= TEXTO FUENTE =
§ §

El tiempo transcurre y pareciera que la humanidad, o al menos quienes vivimos en esta parte del mundo muy lejos del territorio ucraniano, nos hubiéramos acostumbrado a la barbaridad que implica una guerra de agresión iniciada en febrero pasado, cuando Rusia -potencia nuclear- invade a su vecina Ucrania, mucho más pequeña en territorio, población, poder de fuego y riqueza económica. Por ello, sorprende la resistencia heroica de los ucranianos, pues transcurridos diez meses y con grandes pérdidas de vidas humanas, y la destrucción de casi toda la infraestructura de los servicios básicos, siguen resistiendo. La llegada del crudo invierno, nos hace recordar lo que ocurriera en 1942, cuando la naturaleza freno el avance de la infantería y blindados del tercer Reich hacia Moscú.

§ §

= DATOS SIGUIENTES =
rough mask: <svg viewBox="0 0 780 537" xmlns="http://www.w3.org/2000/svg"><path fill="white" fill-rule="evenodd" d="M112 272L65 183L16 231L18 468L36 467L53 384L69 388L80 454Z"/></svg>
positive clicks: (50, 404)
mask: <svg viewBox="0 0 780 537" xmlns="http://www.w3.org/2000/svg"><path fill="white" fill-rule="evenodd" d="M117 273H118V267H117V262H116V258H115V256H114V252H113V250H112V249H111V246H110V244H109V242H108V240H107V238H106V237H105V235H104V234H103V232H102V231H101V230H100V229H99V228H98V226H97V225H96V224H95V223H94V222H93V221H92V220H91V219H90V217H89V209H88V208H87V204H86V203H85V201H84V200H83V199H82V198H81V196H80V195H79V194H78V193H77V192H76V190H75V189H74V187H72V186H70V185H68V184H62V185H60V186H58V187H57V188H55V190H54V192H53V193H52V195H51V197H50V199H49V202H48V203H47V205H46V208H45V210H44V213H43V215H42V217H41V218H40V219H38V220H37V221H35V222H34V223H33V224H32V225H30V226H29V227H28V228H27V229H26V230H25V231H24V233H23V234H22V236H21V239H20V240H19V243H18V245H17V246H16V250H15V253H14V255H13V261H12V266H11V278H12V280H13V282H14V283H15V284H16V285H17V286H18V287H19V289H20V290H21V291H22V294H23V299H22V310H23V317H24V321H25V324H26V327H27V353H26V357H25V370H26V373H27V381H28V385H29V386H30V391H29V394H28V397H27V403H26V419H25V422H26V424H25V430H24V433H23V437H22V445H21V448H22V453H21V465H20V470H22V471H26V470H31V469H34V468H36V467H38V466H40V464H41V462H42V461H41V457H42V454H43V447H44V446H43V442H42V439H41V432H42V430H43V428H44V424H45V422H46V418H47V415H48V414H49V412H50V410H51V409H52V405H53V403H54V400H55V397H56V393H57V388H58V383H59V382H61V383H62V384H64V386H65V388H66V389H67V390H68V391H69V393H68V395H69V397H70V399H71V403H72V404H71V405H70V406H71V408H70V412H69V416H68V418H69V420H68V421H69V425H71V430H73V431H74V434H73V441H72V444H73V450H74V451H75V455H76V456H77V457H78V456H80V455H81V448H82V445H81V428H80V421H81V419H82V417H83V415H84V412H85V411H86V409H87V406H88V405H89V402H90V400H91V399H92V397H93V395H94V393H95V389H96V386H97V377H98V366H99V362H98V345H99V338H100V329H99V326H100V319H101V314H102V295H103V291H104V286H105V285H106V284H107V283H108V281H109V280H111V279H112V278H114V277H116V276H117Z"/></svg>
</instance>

§ §

= TAREA 1 =
Reproduce sin cambios el fragmento del texto sobre la guerra en Ucrania que empieza en las palabras "El tiempo transcurre" y termina después de "Reich hacia Moscú.".
= TAREA 2 =
Prosigue el texto sobre la guerra en Ucrania a partir de su última oración.

= RESPUESTA ESCRITA 1 =
El tiempo transcurre y pareciera que la humanidad, o al menos quienes vivimos en esta parte del mundo muy lejos del territorio ucraniano, nos hubiéramos acostumbrado a la barbaridad que implica una guerra de agresión iniciada en febrero pasado, cuando Rusia -potencia nuclear- invade a su vecina Ucrania, mucho más pequeña en territorio, población, poder de fuego y riqueza económica. Por ello, sorprende la resistencia heroica de los ucranianos, pues transcurridos diez meses y con grandes pérdidas de vidas humanas, y la destrucción de casi toda la infraestructura de los servicios básicos, siguen resistiendo. La llegada del crudo invierno, nos hace recordar lo que ocurriera en 1942, cuando la naturaleza freno el avance de la infantería y blindados del tercer Reich hacia Moscú.

= RESPUESTA ESCRITA 2 =
La guerra, su crudeza, dolor y destrucción en la medida que el tiempo pasa, empieza a convertirse en parte del panorama habitual, de los sucesos “normales” del acontecer internacional, empezando a olvidarse que tras tal atrocidad pende la vida de cientos de miles de personas, y que las secuelas para el resto de los habitantes del globo terráqueo son también muy perjudiciales, porque tanto Rusia como Ucrania pero especialmente esta última, son grandes productores de oleaginosas, trigo, maíz y otra variedad de cereales generando una escasez creciente que ha hecho que los precios de tales productos se incrementen mucho, lo que viene a unirse a la crisis de la cuál aun como humanidad no terminamos de salir, me refiero al COVID19, a lo que se suma el incremento de los precios del petróleo y otros combustibles de origen fósil, que unido al incremento de los precios de los fletes aéreos y marítimos hacen que la humanidad se esté debatiendo en una crisis económica importante, de la que los más perjudicados -como siempre- son quienes tienen menos recursos de todo orden para afrontar semejante avalancha de problemas.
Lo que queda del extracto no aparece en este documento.